Nigeria is at a tempestuous crossroads. It will be a
failed attempt at casuistry to play down the multi-pronged encumbrances
the country is contending with. All is not well. It appears when
attention is turned to one problem, another irritation materialises
angling for notice. Nigeria has never been this tried and tested by in
situ tribulations since the return of democracy in 1999.
Troubling times. While the country is still held in solitary grief by
the violent pursuits of Boko Haram, bandits and kidnappers, another
deadly insurgency rises, like the sun on its most vexed day, in the
south-east. Nigeria is at war on all fronts. The country is like the
biblical Israel hedged about by hostile neighbours. However, Nigeria’s
case is quite peculiar. Those assaulting the nation are not aliens but
citizens born and raised in the country.
We cannot excuse our own role in this cataclysm. Years of directionless, insensitive, duplicitous and reactionary leadership from the 1960s to date led us down this primrose path. It will be uncharitable to stack up the blame for the parlous state of things on any single Nigerian leader. All the leaders, past and present, have a sizeable share in the blame pile.

◆ Supplied records
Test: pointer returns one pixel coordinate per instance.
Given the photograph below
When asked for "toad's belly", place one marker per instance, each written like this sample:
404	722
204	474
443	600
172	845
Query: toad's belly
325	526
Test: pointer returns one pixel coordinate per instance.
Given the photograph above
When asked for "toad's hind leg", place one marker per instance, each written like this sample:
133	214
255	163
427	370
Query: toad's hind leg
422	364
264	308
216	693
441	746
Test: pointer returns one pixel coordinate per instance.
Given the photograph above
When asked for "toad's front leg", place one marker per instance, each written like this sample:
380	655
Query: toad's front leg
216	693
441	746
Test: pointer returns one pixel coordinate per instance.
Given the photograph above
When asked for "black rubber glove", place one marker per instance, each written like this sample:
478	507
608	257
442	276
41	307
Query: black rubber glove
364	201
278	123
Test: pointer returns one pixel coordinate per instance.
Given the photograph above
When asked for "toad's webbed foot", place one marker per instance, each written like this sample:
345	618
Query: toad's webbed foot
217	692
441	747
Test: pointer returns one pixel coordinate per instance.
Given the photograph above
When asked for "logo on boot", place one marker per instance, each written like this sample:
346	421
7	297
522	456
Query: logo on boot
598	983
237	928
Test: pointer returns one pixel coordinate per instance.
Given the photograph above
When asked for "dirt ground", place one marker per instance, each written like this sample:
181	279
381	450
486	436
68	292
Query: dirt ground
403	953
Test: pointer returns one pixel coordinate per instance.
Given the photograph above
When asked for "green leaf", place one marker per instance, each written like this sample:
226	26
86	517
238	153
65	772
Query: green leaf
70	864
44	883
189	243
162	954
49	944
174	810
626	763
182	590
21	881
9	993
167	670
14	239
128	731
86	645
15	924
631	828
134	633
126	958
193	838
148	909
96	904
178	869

◆ Task instructions
Carry on the text on Nigeria's troubles, picking up right after its final sentence. The entries have no connection to the text on Nigeria's troubles.

◆ Answer section
We cannot also dismiss the underhandedness of those who infected the federal civil service with the virus of corruption and who polluted the political system with the introduction of the presidential system of the government in the 1970s.
Nigeria is like a beat-up Danfo at which different drivers take turns. Each driver comes with his own manual and cannibalises the vehicle without care for the passengers on it. The drivers leave with a part of the jalopy at every turn until nothing but the carcass is left. The leaderships over the years have butchered and cut up the country so violently that it will take an outlier to do the healing.
But, Nigeria is not a lost cause. It is salvageable. Like I said earlier it will need an outlier to retool the country. The good news is there are many outliers who can provide leadership for the country. Leaders are not in short supply here. There is a need for mass mobilisation of consciences and citizens’ engagement on electoral choices ahead of the 2023 elections. We end up with mediocre leaders because the followership is equally deficient, divided, corrupt, and vacuous. The task to save Nigeria must not be left to a select group – everyone must put their hands on the wheel.
I recall the song by Veno Marioghae, ‘’Nigeria go survive’’. Growing up in Lagos I would listen to the song boom from the stereos at barber shops and nostalgic corners: ‘’Nigeria go survive, no matter all the trial, Nigeria go survive; my people go survive o, Nigeria go survive’’.
survived a civil war; it survived militancy; it survived many civil
unrests and riots, it will survive this current crisis.
Nigeria go survive.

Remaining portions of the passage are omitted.